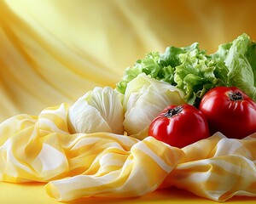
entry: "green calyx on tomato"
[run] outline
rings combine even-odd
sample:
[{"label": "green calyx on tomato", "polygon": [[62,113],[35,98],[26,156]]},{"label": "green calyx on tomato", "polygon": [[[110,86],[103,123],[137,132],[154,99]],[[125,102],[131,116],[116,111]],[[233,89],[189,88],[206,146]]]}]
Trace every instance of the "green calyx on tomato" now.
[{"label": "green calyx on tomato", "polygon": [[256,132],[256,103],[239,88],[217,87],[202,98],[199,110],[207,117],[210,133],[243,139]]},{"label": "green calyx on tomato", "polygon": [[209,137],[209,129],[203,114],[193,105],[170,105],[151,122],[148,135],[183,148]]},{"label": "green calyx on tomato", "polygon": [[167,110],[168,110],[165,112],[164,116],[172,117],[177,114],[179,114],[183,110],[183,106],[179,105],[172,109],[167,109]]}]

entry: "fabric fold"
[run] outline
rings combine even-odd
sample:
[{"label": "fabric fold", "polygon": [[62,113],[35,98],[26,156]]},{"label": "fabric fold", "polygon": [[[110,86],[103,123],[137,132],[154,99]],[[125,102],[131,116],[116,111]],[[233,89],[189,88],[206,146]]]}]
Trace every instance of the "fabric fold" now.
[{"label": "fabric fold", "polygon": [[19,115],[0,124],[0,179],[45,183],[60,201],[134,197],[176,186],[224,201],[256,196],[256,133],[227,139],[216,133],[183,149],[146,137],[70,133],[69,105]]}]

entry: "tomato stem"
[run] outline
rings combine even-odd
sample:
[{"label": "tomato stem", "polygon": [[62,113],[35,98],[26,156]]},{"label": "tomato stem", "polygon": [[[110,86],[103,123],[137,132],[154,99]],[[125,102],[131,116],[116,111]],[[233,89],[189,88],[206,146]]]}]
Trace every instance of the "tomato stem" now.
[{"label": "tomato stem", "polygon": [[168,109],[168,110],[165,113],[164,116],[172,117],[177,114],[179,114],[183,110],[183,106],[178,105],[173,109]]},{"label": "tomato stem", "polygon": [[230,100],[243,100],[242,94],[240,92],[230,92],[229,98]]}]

EXERCISE
How many lines of the rows above contain the word "every"? Give only the number.

COMPLETE RESPONSE
3